### What you are asked to do
Look through the data below and count each line where the word "vertical" appears. Reply with the count alone.

Point localization data

○ ○ ○ ○

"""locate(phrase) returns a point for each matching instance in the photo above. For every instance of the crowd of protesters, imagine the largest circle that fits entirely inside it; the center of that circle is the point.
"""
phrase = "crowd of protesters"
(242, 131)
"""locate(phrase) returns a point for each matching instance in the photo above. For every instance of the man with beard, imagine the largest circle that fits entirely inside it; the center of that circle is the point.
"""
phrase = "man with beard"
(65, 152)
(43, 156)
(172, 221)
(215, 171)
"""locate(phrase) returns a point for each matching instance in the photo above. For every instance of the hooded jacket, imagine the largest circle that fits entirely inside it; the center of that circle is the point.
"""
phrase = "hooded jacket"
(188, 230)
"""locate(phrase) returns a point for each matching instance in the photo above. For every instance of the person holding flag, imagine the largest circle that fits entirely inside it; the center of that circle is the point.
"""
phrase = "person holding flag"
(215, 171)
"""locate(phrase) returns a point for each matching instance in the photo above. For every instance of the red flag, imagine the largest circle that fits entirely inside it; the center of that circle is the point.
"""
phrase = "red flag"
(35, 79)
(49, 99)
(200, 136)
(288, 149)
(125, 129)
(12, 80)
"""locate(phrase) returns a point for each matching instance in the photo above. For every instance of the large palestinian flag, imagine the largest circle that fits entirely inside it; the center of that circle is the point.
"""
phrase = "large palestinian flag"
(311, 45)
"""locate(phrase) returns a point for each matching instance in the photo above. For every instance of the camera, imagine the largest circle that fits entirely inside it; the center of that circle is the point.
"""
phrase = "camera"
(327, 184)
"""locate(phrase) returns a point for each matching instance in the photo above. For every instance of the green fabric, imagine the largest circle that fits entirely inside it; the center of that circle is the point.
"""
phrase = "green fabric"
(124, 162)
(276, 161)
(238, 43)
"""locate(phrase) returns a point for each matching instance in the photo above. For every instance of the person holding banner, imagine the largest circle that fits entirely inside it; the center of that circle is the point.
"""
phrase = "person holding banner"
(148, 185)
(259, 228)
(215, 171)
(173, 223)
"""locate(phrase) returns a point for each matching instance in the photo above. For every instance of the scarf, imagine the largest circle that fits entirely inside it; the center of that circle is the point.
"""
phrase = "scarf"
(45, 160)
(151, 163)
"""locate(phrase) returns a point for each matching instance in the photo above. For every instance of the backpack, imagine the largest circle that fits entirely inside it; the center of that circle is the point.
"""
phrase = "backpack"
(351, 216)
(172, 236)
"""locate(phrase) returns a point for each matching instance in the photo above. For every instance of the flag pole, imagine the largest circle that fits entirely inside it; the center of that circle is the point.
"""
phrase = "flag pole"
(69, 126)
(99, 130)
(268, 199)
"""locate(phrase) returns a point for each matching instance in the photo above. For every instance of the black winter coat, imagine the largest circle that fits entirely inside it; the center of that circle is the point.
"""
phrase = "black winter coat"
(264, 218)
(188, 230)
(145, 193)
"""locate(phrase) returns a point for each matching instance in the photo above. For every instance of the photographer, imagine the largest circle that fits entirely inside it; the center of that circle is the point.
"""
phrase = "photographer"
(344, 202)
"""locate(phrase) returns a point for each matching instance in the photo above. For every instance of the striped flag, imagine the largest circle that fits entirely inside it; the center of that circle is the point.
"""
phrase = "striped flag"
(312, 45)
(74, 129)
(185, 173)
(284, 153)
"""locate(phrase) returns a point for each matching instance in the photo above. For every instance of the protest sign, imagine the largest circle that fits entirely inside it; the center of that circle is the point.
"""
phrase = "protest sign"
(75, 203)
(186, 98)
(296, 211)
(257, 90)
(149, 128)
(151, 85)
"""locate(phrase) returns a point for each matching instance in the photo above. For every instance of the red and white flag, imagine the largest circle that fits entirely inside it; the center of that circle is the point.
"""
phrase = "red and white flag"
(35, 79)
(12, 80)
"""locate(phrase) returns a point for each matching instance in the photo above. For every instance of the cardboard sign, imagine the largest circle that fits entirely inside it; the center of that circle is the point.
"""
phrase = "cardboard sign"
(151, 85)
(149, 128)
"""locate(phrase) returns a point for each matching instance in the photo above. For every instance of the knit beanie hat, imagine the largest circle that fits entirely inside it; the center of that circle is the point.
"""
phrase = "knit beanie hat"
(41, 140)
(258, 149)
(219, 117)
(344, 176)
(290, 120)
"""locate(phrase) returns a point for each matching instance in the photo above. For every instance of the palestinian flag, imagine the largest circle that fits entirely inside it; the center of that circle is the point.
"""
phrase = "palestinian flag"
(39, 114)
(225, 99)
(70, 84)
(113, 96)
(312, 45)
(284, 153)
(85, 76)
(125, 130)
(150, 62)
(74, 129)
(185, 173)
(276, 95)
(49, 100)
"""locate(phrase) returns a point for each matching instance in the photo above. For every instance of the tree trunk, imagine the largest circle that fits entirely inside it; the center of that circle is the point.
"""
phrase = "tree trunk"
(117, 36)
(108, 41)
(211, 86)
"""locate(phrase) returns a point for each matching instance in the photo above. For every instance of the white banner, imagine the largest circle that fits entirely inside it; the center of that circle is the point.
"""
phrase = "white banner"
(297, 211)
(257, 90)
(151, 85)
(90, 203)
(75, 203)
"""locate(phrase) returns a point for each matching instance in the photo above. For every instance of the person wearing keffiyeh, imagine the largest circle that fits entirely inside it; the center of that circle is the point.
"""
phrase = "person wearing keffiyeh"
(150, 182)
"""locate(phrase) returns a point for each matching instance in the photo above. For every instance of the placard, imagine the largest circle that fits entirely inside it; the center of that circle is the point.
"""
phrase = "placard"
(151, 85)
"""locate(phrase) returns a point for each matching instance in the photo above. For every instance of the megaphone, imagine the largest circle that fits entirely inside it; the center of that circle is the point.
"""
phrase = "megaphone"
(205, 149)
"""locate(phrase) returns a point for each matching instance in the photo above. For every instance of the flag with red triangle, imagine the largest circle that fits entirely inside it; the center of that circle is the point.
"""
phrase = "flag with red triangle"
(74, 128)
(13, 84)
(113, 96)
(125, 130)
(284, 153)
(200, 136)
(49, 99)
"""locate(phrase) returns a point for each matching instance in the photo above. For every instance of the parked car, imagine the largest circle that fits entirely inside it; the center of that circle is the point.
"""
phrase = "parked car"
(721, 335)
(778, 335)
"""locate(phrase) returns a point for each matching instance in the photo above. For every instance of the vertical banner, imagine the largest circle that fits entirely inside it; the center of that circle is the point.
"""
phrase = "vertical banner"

○ ○ ○ ○

### Solution to the problem
2